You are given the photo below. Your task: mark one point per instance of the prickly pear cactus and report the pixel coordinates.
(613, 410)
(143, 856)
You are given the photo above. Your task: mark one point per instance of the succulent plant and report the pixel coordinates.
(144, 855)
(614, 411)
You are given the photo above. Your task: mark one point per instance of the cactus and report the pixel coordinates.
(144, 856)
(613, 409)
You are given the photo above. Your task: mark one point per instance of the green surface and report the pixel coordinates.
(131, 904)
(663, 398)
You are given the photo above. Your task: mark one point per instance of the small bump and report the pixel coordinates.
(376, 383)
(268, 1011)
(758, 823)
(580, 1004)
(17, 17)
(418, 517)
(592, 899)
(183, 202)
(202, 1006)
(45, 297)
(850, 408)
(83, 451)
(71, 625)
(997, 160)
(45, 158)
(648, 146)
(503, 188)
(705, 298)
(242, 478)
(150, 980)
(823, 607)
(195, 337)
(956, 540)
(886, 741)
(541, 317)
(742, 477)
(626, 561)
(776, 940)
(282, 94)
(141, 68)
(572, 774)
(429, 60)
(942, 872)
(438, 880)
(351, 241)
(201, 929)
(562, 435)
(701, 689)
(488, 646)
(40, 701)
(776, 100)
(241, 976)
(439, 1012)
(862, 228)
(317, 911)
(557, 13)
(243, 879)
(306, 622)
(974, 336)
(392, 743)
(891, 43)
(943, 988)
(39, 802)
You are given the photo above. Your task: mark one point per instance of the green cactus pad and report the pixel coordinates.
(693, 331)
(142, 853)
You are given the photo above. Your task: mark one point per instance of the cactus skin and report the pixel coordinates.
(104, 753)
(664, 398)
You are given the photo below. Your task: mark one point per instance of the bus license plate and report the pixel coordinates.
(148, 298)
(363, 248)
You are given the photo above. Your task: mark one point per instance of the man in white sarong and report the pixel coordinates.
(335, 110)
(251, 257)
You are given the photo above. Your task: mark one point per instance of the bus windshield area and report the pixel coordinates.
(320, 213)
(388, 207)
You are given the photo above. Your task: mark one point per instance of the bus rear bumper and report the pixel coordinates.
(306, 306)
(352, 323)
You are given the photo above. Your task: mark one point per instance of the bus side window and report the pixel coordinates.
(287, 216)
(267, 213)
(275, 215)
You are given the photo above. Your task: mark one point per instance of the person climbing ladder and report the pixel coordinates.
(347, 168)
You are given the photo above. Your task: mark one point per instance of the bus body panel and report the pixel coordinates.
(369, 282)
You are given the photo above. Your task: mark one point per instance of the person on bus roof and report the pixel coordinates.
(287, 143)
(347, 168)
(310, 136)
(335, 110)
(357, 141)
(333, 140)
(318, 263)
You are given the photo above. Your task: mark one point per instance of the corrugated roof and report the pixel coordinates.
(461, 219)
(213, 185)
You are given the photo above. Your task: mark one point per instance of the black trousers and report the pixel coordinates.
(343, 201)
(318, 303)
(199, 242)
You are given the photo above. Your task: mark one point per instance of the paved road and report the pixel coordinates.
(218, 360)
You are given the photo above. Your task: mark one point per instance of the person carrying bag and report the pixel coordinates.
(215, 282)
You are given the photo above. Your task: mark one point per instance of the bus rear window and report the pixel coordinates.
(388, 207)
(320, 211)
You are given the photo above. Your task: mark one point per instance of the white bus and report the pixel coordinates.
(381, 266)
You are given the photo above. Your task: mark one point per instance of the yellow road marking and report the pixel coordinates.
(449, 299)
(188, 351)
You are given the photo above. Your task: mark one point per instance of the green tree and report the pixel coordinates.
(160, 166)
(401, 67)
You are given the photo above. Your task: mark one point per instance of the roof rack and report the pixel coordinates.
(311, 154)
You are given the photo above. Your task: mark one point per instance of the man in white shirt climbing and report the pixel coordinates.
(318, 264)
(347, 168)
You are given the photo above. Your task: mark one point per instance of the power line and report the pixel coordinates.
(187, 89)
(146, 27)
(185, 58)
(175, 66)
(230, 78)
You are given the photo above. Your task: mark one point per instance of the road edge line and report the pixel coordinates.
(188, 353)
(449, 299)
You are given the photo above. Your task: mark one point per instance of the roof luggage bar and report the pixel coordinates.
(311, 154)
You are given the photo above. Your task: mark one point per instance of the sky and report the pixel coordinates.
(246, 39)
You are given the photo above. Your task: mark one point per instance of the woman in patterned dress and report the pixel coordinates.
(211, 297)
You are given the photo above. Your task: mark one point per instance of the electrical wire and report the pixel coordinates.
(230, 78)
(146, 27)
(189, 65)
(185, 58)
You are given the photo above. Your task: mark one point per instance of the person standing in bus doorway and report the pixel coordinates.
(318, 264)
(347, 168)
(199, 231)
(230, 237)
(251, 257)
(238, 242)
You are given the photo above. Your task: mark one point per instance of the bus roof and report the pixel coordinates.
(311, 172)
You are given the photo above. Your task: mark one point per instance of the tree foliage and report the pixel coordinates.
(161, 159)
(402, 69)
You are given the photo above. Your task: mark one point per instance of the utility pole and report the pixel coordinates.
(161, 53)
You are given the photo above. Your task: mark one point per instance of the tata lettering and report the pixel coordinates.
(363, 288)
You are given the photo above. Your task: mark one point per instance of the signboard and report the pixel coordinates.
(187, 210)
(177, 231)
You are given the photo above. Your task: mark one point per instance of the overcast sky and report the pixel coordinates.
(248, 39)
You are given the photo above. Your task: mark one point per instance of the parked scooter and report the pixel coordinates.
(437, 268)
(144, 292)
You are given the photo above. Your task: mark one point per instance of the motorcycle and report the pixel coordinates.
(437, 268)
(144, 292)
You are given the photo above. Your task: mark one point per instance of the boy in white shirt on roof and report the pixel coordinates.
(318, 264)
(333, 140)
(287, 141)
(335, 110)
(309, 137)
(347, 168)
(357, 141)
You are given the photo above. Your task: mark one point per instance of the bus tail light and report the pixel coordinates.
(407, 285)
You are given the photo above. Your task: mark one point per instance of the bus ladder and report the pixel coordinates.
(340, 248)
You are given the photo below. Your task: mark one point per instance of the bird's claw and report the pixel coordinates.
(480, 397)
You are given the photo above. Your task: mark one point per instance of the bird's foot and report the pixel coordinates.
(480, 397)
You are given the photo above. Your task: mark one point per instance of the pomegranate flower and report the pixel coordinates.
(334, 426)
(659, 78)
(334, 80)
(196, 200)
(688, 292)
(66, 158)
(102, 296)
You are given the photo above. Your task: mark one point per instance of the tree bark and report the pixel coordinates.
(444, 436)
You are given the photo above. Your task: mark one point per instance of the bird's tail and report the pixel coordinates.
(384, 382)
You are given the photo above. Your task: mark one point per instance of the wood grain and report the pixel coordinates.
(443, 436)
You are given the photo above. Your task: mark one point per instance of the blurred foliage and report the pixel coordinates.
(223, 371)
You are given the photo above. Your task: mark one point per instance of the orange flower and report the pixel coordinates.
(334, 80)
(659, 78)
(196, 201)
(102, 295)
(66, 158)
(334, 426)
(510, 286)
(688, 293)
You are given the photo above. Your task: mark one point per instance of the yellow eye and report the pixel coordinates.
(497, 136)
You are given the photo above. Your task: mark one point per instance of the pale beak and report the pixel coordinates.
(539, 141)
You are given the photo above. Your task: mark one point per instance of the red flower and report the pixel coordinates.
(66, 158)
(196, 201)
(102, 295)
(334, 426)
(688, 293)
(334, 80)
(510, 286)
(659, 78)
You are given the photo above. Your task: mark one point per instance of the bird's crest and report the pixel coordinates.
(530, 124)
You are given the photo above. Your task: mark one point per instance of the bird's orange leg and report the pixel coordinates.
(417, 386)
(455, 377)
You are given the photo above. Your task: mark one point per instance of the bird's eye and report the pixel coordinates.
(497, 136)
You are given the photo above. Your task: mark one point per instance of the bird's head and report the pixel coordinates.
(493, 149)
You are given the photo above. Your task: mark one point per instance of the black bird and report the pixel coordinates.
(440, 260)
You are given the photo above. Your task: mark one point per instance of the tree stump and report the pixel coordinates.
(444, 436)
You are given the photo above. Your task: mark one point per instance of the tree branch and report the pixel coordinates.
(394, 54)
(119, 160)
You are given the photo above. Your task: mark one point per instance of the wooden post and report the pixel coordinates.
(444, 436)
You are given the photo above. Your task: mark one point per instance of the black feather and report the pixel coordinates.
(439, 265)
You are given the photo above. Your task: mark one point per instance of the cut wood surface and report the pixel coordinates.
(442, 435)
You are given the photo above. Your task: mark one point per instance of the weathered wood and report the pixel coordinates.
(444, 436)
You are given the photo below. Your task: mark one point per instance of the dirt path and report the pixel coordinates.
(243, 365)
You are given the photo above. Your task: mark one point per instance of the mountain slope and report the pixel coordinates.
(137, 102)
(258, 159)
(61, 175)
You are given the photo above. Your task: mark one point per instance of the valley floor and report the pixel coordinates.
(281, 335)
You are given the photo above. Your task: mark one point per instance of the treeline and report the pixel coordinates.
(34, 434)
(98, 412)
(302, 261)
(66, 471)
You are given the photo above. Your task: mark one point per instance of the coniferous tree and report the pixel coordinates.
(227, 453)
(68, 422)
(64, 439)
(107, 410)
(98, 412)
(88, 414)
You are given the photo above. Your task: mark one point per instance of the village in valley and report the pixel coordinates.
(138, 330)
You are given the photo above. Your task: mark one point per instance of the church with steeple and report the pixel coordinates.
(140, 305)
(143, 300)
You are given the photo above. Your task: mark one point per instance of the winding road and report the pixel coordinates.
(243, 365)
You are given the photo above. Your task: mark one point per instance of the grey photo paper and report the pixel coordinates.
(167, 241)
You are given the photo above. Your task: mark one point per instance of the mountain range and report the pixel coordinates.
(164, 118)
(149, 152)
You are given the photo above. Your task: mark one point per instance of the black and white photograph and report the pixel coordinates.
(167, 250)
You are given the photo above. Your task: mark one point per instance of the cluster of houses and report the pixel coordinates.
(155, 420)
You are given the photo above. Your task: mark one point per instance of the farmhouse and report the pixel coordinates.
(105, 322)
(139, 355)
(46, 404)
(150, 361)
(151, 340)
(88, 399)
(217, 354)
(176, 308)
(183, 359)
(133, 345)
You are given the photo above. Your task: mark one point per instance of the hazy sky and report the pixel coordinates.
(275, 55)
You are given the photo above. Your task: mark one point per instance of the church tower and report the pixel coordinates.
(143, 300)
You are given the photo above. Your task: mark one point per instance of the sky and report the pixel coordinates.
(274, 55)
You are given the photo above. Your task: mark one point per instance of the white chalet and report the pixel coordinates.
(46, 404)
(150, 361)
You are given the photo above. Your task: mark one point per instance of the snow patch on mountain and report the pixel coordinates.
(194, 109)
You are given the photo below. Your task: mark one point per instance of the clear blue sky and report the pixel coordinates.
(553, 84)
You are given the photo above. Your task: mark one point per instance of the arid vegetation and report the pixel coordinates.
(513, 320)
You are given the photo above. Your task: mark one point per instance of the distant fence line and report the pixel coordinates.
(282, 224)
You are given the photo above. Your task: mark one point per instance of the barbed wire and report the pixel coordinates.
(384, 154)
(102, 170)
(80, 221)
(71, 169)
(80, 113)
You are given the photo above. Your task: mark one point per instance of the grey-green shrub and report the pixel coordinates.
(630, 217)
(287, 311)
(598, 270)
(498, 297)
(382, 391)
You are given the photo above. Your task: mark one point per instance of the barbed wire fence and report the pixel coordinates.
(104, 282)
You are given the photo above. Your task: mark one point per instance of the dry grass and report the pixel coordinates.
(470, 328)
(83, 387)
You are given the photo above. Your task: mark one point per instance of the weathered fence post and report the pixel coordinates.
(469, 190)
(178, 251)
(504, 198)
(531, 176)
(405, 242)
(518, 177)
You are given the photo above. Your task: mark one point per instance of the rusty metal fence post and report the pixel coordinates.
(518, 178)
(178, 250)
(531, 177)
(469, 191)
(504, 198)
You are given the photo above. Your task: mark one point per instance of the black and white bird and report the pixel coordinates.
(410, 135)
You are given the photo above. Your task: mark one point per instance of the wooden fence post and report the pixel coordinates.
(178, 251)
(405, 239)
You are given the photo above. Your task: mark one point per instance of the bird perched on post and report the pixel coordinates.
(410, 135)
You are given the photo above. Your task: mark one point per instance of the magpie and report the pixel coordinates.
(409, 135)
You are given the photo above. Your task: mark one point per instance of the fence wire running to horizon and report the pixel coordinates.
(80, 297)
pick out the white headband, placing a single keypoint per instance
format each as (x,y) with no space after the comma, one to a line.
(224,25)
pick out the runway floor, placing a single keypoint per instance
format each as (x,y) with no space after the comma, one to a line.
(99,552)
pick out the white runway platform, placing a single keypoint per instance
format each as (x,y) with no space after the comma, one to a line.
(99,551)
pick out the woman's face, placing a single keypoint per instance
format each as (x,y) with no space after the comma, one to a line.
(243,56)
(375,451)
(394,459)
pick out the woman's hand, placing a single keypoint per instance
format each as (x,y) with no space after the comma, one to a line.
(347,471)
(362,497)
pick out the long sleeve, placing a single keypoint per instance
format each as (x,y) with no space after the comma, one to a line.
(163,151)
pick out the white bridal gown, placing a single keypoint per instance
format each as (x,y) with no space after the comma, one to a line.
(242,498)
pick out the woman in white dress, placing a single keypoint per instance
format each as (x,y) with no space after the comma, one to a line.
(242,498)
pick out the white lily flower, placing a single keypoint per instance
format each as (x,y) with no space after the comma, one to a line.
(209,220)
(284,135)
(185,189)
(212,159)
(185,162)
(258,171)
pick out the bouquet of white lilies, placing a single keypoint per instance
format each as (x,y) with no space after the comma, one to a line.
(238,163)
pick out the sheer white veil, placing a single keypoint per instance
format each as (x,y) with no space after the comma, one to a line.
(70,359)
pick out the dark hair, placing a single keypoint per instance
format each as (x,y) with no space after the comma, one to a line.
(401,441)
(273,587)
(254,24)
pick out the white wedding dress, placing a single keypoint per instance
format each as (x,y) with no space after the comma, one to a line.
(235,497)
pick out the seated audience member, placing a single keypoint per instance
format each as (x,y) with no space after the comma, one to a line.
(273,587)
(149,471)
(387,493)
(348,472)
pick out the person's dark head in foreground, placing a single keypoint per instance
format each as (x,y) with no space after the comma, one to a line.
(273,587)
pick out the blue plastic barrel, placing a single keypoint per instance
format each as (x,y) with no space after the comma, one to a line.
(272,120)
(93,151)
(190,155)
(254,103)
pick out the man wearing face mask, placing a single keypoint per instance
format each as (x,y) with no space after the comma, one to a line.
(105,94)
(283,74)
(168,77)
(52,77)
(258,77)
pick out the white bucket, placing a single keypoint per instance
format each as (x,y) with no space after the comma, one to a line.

» Work to be completed
Starting at the line that contains "pick out the white bucket, placing", retype each remaining line of the records exactly; that line and the last line are both included.

» Result for this task
pick out the white bucket, placing a single keypoint per instance
format each as (x,y) with no space after the comma, one to a line.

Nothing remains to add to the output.